==== Material provided

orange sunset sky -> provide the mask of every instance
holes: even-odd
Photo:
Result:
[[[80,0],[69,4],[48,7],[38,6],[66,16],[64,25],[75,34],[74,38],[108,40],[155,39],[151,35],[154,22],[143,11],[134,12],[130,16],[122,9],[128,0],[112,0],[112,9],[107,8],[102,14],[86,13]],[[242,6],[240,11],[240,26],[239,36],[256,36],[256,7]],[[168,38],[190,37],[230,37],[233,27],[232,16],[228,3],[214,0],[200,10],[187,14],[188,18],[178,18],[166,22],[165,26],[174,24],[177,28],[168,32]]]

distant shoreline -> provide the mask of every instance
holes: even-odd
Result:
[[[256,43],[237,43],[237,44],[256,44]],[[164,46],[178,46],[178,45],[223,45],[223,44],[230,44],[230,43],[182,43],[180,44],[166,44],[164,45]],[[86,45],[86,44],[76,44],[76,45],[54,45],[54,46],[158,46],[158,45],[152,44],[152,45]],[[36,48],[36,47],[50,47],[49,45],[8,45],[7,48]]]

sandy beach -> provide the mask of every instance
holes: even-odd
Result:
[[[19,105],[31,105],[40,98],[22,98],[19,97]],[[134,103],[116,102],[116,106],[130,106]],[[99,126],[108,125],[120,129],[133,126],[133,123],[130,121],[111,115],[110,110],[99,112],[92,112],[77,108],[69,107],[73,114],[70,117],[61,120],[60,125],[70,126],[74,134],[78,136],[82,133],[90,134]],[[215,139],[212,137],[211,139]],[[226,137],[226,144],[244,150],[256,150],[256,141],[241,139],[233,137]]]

========

▶ [What is expected]: Return these lines unchanged.

▶ [Solution to this problem]:
orange sunset sky -> provide the mask of every instance
holes: even-odd
Photo:
Result:
[[[80,0],[69,4],[48,7],[38,6],[66,16],[64,25],[75,34],[74,38],[108,40],[155,39],[151,35],[154,22],[143,11],[134,12],[130,16],[122,9],[128,0],[112,0],[112,9],[107,8],[102,14],[86,13]],[[242,6],[240,11],[240,26],[239,36],[256,36],[256,7]],[[168,38],[190,37],[230,37],[233,27],[232,16],[228,3],[214,0],[200,10],[187,14],[188,18],[178,18],[166,22],[165,26],[174,24],[177,28],[168,32]]]

distant shoreline -> provide the mask of every instance
holes: even-odd
Result:
[[[256,43],[237,43],[237,44],[256,44]],[[164,46],[178,46],[178,45],[223,45],[223,44],[230,44],[230,43],[182,43],[180,44],[166,44],[164,45]],[[86,45],[86,44],[76,44],[76,45],[54,45],[54,46],[158,46],[158,45],[152,44],[152,45]],[[36,48],[36,47],[50,47],[49,45],[8,45],[7,48]]]

sandy beach -> provide the mask of every instance
holes: even-odd
Result:
[[[19,105],[31,105],[40,98],[22,98],[19,97]],[[134,103],[116,102],[116,106],[130,106]],[[99,126],[108,125],[120,129],[133,126],[133,123],[130,121],[111,115],[110,110],[99,112],[92,112],[77,108],[69,107],[73,114],[70,117],[61,120],[60,125],[70,126],[74,134],[78,136],[82,133],[90,134]],[[215,139],[212,137],[211,139]],[[226,137],[226,144],[244,150],[256,150],[256,141],[241,139],[233,137]]]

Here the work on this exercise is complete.